-- Given records follows --
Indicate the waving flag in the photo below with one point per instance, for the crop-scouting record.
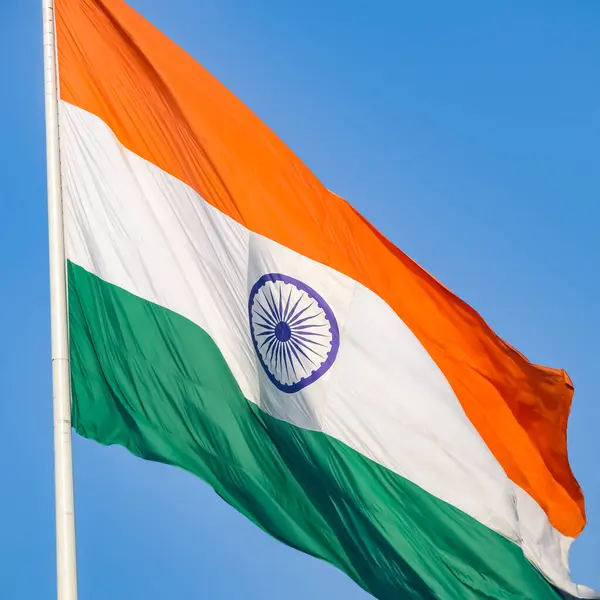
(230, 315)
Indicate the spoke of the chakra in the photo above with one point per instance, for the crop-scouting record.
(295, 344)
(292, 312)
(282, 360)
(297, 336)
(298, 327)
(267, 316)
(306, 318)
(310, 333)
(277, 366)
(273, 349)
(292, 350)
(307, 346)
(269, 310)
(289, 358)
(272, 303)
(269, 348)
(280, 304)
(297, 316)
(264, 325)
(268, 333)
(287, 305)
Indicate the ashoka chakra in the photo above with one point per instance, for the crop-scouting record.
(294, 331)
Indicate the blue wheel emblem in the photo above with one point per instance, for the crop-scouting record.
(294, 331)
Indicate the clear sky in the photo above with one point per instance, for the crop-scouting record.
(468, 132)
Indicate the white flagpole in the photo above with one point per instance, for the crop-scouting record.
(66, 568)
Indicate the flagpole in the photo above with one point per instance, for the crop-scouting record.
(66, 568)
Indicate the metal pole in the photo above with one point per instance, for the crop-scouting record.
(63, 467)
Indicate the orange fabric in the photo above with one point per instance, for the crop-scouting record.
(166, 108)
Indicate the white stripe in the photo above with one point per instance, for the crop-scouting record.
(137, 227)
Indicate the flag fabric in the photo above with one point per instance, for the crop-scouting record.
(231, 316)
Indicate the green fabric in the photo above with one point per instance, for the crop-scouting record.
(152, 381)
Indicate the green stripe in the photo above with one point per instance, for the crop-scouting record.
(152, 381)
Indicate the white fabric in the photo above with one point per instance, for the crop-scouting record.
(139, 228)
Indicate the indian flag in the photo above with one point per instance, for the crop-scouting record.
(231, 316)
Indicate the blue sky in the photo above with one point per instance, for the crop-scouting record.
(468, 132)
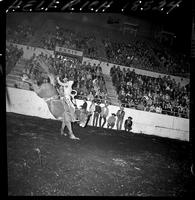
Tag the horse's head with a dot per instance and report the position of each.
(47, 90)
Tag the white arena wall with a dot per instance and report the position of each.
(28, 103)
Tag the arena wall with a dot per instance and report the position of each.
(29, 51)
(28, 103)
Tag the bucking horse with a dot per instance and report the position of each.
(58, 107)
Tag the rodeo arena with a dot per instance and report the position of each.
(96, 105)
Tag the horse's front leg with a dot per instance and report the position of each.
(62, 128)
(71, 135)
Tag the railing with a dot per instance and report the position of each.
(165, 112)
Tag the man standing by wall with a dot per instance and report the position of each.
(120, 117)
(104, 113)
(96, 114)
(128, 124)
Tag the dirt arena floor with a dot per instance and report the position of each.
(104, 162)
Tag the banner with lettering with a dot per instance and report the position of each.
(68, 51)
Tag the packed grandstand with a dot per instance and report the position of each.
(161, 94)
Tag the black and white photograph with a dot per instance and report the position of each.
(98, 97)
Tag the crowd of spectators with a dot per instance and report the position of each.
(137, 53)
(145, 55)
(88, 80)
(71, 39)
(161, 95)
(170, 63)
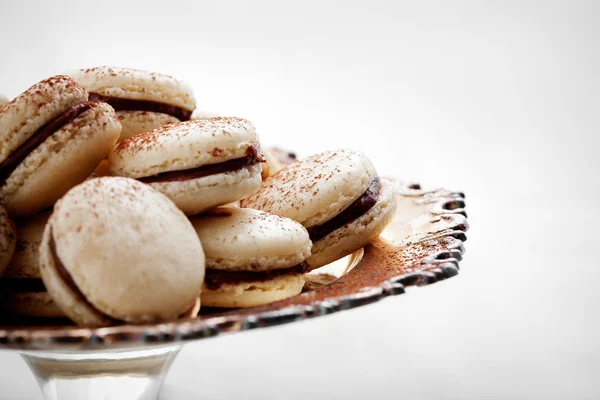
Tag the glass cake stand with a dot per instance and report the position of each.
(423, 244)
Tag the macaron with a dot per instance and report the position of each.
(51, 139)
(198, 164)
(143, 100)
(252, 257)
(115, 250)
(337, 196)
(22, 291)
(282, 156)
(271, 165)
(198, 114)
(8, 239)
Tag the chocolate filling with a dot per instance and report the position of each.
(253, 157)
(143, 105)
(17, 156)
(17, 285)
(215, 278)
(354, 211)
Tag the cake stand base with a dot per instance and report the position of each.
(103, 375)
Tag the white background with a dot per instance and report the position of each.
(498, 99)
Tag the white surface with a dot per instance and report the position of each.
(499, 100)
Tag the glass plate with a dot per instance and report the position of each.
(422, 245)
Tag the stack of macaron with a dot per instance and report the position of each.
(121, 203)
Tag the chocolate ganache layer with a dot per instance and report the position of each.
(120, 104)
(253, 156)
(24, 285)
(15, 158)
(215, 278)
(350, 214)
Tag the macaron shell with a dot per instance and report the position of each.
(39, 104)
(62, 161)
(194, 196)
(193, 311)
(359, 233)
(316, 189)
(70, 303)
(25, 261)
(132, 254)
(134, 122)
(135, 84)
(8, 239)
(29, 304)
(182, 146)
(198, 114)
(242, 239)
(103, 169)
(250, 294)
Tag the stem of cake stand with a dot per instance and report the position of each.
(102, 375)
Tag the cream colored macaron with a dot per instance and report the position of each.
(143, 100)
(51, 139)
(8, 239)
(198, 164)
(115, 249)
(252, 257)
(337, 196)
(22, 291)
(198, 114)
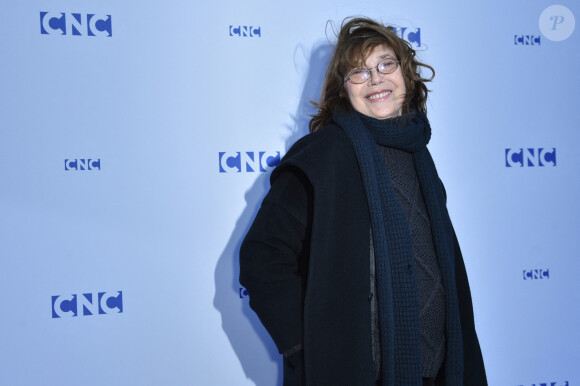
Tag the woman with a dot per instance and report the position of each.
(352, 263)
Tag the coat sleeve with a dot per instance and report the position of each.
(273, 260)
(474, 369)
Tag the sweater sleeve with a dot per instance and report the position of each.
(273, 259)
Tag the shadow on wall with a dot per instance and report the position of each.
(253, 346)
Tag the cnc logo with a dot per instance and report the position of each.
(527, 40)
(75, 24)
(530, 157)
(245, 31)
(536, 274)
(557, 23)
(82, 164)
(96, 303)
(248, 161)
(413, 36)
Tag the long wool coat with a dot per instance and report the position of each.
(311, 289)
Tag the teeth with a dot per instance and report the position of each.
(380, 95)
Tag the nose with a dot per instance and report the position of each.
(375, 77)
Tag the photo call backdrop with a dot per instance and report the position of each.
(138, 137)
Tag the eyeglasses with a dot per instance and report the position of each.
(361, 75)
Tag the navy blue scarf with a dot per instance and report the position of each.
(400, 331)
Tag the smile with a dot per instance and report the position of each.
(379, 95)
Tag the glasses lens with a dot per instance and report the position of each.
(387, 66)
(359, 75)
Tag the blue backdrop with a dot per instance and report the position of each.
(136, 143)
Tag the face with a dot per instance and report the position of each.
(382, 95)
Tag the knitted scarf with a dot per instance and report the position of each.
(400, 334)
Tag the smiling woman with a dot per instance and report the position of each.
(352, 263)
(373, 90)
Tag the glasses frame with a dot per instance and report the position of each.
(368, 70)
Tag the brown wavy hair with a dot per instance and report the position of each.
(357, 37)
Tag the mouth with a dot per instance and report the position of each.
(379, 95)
-- Given records concluded --
▶ [Task directions]: For this exercise, transcribe the data above line by line, exactly, with pictures omitted.

▶ [Task answer]:
Indicate the waving flag in the photo below with one point per instance, for the crop-scouting record.
(230, 315)
Indicate the spoke of the chakra in the photo above with one point per instance, for the crop-scouting record.
(295, 344)
(292, 312)
(282, 360)
(297, 336)
(298, 327)
(267, 316)
(306, 318)
(310, 333)
(277, 366)
(273, 349)
(292, 350)
(307, 346)
(269, 310)
(289, 358)
(272, 303)
(269, 348)
(280, 304)
(297, 316)
(264, 325)
(268, 333)
(287, 305)
Indicate the ashoka chakra in the photo above with one point per instance, for the crop-scouting record.
(294, 331)
Indicate the blue wheel emblem in the photo above with one point per instance, for the crop-scouting record.
(294, 331)
Indicate the clear sky in the photo above with one point per instance, for the crop-scouting record.
(468, 132)
Indicate the white flagpole in the photo above with one point per instance, for the crop-scouting record.
(66, 568)
Indicate the flagpole in the photo above with one point per instance, for the crop-scouting record.
(66, 568)
Indicate the metal pole in the photo above with one point per instance, for the crop-scouting record.
(63, 467)
Indicate the orange fabric in the photo above with one point per instance, for the crop-scouting record.
(166, 108)
Indicate the white stripe in the photo above with one point per instance, for the crop-scouting record.
(137, 227)
Indicate the flag fabric in the photo above with one point per instance, for the crop-scouting record.
(231, 316)
Indicate the green fabric in the photo above with one point per instance, for the crop-scouting record.
(152, 381)
Indicate the green stripe in the photo above with one point per instance, for the crop-scouting record.
(152, 381)
Indicate the white fabric in the photo above with one point per instance, for the crop-scouting record.
(139, 228)
Indicate the indian flag in the photo above with one point per instance, for the crop-scouting record.
(231, 316)
Indicate the blue sky in the photo above with one point per instance, for the crop-scouting record.
(468, 132)
Tag the horse's head with a dot per instance and report the position of each.
(47, 90)
Tag the white arena wall with a dot per instance and report the position of each.
(28, 103)
Tag the arena wall with a dot per instance and report the position of each.
(29, 51)
(28, 103)
Tag the bucking horse with a dot per instance and report the position of each.
(58, 107)
Tag the rodeo arena with a dot per instance and report the position of each.
(96, 105)
Tag the horse's front leg with a dot per instance and report the position of each.
(62, 128)
(71, 135)
Tag the railing with a dot per instance and report the position of each.
(165, 112)
Tag the man standing by wall with a dot per instance and report the position of each.
(120, 117)
(104, 113)
(96, 114)
(128, 124)
Tag the dirt arena floor with a dot per instance and report the position of each.
(104, 162)
Tag the banner with lettering with a dot per instance and report the position of each.
(68, 51)
Tag the packed grandstand with a dot per instance and report the position of each.
(161, 94)
Tag the black and white photograph with a dot per instance and report the position of each.
(98, 97)
Tag the crowd of spectators with a dot per instance and report the position of each.
(137, 53)
(145, 55)
(88, 80)
(71, 39)
(161, 95)
(170, 63)
Tag the glass cake stand with a dot per instance and report the position of each.
(423, 244)
Tag the macaron with a dot per instance and report the position of each.
(51, 139)
(198, 164)
(143, 100)
(252, 257)
(115, 250)
(337, 196)
(22, 291)
(282, 156)
(271, 165)
(198, 114)
(8, 239)
Tag the chocolate filling with a dot per instance and report the position of each.
(253, 157)
(143, 105)
(17, 156)
(17, 285)
(215, 278)
(354, 211)
Tag the cake stand base with a dot per instance and report the position of each.
(103, 375)
Tag the white background with a dot per instance and report the position of each.
(498, 99)
Tag the white surface with a dot per instance and report the position of each.
(499, 100)
Tag the glass plate with a dot per instance and report the position of each.
(422, 245)
Tag the stack of macaron with a dot per instance and report the position of each.
(121, 203)
Tag the chocolate ganache layer with a dot per instance and report the position of each.
(120, 104)
(253, 156)
(24, 285)
(15, 158)
(215, 278)
(350, 214)
Tag the macaron shell with a dot per instance and report the position of each.
(39, 104)
(62, 161)
(194, 196)
(193, 311)
(359, 233)
(316, 189)
(70, 303)
(25, 261)
(132, 254)
(134, 122)
(135, 84)
(8, 239)
(29, 304)
(182, 146)
(198, 114)
(242, 239)
(103, 169)
(250, 294)
Tag the stem of cake stand with a dot per instance and report the position of each.
(102, 375)
Tag the cream colored macaron with a dot per instance and report the position of each.
(143, 100)
(51, 139)
(8, 239)
(198, 164)
(115, 249)
(252, 257)
(337, 196)
(22, 291)
(198, 114)
Tag the woman with a dot per instance and report the position of each.
(352, 263)
Tag the coat sleeve with a dot per instance and report the position of each.
(273, 260)
(474, 369)
Tag the sweater sleeve with a dot per instance and report the position of each.
(273, 259)
Tag the shadow on wall with a dot per instance and report the position of each.
(253, 346)
Tag the cnc logo with a dot per instance and report the position of each.
(527, 40)
(75, 24)
(530, 157)
(245, 31)
(536, 274)
(557, 23)
(82, 164)
(96, 303)
(248, 161)
(413, 36)
Tag the long wool coat with a dot per instance and report the position of each.
(311, 289)
Tag the teeth with a dot per instance and report the position of each.
(380, 95)
Tag the nose with a dot per instance and report the position of each.
(375, 77)
Tag the photo call backdrop with a dot per instance and report the position of each.
(138, 137)
Tag the eyeglasses with a dot per instance and report the position of each.
(361, 75)
Tag the navy blue scarf with a dot per instance and report the position of each.
(400, 331)
Tag the smile with a dot per instance and report the position of each.
(379, 95)
Tag the glasses lens with a dot per instance and report the position of each.
(387, 66)
(359, 75)
Tag the blue backdrop with a dot per instance and report the position of each.
(136, 143)
Tag the face with a dot per instance and report the position of each.
(382, 95)
Tag the knitted scarf with a dot per instance and report the position of each.
(400, 334)
Tag the smiling woman with a dot per instance and report the position of each.
(352, 263)
(373, 90)
Tag the glasses frame with a dot per instance and report the position of each.
(368, 70)
Tag the brown wavy hair with a dot per instance and report the position of each.
(357, 37)
Tag the mouth with a dot per instance and report the position of each.
(379, 95)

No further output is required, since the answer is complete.